▶ **EXERCISE PROMPT**
Read the listing below. Then repeat it exactly.

▶ **RECORDS FOR THIS EXERCISE**
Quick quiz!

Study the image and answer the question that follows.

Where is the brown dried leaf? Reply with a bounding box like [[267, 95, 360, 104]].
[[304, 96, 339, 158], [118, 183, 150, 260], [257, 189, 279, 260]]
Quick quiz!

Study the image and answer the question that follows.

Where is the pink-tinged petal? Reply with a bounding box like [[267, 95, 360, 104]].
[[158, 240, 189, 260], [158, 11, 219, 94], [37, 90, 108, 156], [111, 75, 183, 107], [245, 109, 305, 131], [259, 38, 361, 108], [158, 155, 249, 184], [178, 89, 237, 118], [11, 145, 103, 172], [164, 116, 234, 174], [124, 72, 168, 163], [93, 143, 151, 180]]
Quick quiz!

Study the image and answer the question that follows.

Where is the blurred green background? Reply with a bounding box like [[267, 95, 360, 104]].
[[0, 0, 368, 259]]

▶ **REPLY TO THE EXERCISE**
Quick quiz!

Study the image and answer the question that follows.

Where is the brown dried leaf? Reply with a bounding box like [[267, 95, 360, 104]].
[[304, 96, 339, 158], [118, 183, 150, 260], [257, 189, 279, 260]]
Quick quiz!

Study the image and answer the question that follows.

Where is the pink-tinged petal? Reply with a bounding box like [[267, 95, 360, 104]].
[[158, 240, 189, 260], [158, 11, 219, 94], [37, 90, 108, 156], [111, 75, 183, 107], [245, 109, 305, 131], [259, 38, 361, 108], [158, 155, 249, 184], [178, 89, 237, 118], [11, 145, 103, 172], [164, 116, 234, 174], [124, 72, 168, 163], [93, 143, 151, 180]]
Quick quiz!

Study the image and answer the question that follows.

Where is the blurred green background? Reply with a bounding box like [[267, 95, 360, 104]].
[[0, 0, 368, 259]]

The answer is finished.